# Prompt
Reproduce word for word the lines below, starting with the line that contains "point_to finds the silage" and going on through the line that contains "pixel 854 1170". Include both of those lines.

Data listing
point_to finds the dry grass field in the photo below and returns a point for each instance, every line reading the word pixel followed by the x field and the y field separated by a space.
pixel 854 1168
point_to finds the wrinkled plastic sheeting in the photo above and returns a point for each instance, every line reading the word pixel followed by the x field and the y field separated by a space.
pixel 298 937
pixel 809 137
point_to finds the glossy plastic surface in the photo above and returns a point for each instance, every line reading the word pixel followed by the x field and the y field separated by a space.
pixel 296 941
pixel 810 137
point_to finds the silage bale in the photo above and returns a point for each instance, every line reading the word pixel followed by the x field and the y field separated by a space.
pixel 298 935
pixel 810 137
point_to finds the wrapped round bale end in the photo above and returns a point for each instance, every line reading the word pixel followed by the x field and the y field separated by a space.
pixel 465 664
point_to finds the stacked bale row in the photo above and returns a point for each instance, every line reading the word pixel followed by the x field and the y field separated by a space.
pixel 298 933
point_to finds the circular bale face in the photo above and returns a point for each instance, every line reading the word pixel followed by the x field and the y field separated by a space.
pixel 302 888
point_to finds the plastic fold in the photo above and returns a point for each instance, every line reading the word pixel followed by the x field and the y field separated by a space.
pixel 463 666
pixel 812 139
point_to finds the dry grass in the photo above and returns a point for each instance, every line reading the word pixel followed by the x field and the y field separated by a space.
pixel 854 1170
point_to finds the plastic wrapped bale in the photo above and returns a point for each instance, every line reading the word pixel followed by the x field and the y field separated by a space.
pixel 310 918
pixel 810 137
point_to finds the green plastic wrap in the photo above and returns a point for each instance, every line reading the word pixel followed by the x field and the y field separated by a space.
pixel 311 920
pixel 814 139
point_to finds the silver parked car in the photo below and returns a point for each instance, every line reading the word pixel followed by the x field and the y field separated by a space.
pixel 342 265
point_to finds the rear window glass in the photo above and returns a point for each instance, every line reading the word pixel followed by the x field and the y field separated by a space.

# Solution for this problem
point_to finds the silage bale in the photo above and returns a point for each instance, every line reading the word pixel followed by the x field and the y field separated by a space.
pixel 298 935
pixel 810 137
point_to finds the wrapped round bale end in the photo above and returns a point for each instance, every line reading the word pixel followed by the x field and the y field separated by a space.
pixel 465 664
point_to finds the stacked bale row in the photo above and returns a point for each instance, every line reading the word pixel followed by the x field and the y field separated by a space.
pixel 298 933
point_to finds the circular bale face in the photo above and returns a point for each instance, every line reading the word pixel followed by the x field and the y field separated by a space.
pixel 302 888
point_to finds the plastic fold in the photo above and returns a point for each instance, every line reading the word pixel followed by the x field and the y field separated by a space.
pixel 463 666
pixel 812 139
point_to finds the dry grass in the photo above and returns a point for each instance, every line reading the word pixel followed by the x field and the y field separated by a space.
pixel 854 1170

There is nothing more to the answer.